(Exercise data Opens)
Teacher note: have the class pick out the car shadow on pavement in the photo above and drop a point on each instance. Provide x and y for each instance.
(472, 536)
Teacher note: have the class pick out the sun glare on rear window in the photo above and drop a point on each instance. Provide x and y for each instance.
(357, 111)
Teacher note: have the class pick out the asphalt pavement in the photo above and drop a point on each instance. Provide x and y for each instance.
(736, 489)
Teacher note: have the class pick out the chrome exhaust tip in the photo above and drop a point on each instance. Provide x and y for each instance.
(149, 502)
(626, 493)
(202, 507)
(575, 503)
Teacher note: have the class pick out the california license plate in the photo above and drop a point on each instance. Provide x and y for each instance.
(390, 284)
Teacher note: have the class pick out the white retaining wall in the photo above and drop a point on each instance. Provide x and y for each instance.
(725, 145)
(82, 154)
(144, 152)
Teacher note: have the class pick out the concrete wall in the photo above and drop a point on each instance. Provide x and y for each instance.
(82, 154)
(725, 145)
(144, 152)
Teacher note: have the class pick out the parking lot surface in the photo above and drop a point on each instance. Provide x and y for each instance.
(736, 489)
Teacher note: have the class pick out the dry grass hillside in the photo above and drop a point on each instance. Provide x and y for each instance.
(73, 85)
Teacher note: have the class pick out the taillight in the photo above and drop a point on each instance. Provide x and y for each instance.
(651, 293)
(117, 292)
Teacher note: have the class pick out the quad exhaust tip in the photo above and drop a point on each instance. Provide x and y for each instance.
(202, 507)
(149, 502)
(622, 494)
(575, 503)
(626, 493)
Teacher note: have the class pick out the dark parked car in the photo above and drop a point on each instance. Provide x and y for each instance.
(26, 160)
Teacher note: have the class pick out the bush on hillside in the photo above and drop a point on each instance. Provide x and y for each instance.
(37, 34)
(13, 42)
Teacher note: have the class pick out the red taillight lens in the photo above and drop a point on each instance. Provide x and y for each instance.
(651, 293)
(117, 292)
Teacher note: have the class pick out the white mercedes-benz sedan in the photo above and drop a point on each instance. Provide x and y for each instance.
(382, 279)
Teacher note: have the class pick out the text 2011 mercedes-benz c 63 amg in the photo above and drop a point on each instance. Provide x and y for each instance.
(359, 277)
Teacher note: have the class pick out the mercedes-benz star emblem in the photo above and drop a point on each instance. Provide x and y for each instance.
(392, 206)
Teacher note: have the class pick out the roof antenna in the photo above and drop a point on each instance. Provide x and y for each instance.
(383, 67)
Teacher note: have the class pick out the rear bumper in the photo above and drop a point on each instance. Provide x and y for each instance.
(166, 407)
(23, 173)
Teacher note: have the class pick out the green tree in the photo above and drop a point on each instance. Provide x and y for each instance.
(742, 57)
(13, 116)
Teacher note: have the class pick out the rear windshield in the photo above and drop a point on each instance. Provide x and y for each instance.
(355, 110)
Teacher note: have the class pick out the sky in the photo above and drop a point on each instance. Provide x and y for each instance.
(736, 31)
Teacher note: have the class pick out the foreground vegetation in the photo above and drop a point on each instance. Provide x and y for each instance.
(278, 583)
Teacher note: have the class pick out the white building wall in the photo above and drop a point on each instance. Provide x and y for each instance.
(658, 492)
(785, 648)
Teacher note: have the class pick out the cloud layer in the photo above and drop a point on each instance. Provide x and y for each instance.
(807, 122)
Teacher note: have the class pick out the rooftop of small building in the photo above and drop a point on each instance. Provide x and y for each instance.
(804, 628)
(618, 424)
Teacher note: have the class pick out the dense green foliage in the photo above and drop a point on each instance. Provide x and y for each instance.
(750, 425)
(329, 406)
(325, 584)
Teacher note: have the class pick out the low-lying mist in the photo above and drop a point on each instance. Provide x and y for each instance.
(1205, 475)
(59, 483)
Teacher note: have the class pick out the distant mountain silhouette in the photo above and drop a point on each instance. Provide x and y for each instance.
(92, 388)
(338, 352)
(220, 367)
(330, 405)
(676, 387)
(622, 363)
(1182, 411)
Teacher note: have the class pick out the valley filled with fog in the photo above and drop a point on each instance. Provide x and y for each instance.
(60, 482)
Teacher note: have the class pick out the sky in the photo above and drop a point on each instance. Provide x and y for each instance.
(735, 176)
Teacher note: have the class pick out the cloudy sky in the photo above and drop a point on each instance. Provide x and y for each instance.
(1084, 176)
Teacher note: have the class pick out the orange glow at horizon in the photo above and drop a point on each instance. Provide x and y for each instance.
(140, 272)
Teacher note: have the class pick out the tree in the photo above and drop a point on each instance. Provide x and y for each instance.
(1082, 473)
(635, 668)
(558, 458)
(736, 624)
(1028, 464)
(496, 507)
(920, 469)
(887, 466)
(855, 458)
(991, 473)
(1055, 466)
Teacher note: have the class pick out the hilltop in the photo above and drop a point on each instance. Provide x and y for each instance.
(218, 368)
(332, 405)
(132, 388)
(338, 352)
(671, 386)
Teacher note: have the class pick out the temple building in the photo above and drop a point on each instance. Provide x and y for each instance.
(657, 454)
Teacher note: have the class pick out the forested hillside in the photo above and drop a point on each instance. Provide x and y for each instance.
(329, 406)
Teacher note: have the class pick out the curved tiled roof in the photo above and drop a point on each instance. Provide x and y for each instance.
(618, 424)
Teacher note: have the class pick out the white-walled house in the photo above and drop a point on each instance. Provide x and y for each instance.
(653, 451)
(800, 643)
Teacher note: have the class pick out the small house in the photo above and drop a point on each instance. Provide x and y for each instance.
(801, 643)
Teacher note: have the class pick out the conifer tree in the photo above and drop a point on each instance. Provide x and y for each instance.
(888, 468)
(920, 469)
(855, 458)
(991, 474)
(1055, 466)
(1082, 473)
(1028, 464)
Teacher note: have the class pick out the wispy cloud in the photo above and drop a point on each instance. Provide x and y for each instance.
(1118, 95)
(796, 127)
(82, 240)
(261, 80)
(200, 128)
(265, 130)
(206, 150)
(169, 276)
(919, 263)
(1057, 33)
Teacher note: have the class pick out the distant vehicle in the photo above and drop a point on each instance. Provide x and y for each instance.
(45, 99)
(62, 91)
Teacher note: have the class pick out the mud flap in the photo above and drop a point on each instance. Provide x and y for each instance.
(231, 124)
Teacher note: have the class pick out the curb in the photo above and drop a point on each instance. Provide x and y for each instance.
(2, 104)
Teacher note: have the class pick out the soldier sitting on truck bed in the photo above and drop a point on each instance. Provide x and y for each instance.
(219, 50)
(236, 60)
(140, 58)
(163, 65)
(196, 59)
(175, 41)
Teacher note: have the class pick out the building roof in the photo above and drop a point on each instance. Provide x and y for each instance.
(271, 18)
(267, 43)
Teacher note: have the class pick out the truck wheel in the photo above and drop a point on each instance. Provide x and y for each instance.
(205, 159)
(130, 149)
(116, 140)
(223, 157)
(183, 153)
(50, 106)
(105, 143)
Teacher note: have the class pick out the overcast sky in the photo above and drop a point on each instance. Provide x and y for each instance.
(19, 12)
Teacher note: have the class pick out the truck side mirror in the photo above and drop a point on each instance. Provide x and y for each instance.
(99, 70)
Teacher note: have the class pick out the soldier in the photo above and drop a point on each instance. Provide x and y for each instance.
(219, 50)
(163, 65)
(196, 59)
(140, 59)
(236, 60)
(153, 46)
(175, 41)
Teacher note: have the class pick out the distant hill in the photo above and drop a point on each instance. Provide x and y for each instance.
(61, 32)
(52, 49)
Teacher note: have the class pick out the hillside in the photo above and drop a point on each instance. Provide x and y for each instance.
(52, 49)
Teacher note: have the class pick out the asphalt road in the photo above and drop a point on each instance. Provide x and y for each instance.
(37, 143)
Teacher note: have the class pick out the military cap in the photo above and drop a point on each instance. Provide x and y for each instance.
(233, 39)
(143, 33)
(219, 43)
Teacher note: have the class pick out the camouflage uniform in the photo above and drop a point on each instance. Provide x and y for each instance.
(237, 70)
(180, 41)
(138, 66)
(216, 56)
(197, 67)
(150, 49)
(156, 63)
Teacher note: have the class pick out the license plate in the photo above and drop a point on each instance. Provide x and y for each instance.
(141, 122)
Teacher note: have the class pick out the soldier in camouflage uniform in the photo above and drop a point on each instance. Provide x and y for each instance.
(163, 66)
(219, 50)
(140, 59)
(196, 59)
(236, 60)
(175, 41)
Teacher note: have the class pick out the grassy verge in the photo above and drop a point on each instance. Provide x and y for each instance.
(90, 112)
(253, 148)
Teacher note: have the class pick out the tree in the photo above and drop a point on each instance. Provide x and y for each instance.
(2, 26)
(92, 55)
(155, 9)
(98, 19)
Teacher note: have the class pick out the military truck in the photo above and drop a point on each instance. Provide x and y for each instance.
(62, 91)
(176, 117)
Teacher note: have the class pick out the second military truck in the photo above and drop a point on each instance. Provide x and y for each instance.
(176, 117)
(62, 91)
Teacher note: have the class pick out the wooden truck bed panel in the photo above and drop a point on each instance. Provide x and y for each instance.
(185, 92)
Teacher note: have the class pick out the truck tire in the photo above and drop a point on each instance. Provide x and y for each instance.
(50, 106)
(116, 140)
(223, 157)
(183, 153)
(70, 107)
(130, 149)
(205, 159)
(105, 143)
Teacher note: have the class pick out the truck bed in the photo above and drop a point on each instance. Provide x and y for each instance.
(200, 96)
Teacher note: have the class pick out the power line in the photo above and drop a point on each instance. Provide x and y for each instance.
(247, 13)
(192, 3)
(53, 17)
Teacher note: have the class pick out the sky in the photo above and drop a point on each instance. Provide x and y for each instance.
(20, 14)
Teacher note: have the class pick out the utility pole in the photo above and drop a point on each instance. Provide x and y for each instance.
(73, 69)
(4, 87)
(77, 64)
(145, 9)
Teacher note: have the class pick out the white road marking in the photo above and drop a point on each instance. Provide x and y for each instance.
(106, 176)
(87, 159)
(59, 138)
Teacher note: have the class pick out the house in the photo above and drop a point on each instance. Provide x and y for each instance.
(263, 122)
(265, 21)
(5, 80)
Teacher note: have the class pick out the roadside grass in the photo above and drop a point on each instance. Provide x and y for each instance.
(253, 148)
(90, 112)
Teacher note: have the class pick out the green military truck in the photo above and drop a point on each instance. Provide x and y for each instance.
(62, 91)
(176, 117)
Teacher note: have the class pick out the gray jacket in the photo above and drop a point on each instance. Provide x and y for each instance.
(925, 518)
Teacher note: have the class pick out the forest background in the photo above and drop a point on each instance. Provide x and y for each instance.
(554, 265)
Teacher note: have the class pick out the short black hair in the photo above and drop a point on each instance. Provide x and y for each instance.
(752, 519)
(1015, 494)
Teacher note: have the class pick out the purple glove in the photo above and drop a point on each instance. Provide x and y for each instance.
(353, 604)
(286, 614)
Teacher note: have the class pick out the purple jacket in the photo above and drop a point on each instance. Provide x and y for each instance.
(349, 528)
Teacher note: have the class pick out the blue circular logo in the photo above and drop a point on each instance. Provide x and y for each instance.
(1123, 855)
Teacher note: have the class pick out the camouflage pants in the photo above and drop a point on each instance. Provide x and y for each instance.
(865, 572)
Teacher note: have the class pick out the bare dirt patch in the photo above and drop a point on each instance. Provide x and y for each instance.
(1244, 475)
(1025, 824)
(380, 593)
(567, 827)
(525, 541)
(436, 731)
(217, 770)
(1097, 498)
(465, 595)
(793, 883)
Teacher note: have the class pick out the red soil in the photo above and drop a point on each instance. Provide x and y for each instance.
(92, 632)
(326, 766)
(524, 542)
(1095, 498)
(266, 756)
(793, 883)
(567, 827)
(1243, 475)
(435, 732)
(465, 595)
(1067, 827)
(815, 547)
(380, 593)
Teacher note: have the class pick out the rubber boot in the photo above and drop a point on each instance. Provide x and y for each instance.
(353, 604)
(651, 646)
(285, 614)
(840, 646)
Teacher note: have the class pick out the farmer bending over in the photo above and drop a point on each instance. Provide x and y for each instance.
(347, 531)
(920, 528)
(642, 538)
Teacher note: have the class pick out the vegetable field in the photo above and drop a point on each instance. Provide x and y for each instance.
(Exercise data Closes)
■ **Task goal**: Set out exactly the run of lines that begins at the line holding "Teacher note: have the class pick out the camouflage pants" and ends at the last line of the data.

■ **Worked solution**:
Teacher note: have the class pick out the camouflage pants in the photo above and drop a point on each instance. Provide x and y for each instance.
(865, 572)
Teacher note: have the class pick out the bare dirt patch in the photo above and drop a point on each instance. Provide x and y for each instance.
(1244, 475)
(1025, 824)
(380, 593)
(567, 827)
(525, 541)
(436, 731)
(217, 770)
(1097, 498)
(465, 595)
(793, 883)
Teacher note: have the class pick out the red soil in the photo above and drop a point on each instance. Provide x and y for each instance.
(92, 632)
(326, 766)
(524, 542)
(1095, 498)
(266, 756)
(793, 883)
(567, 827)
(1243, 475)
(435, 732)
(465, 595)
(1067, 827)
(815, 547)
(380, 593)
Teacher note: have the class pick out the rubber boot in the photo above and drop a point on each instance. Provide x and y for each instance.
(353, 604)
(651, 646)
(285, 614)
(840, 646)
Teacher note: have the class pick out the farmer bending over in the photo above and drop a point on each instance. Provide x and y for each instance.
(347, 531)
(920, 528)
(642, 538)
Teacher note: have the class pick out the vegetable field in the photo above and drop a point on each instance. Provide x and y for each instance.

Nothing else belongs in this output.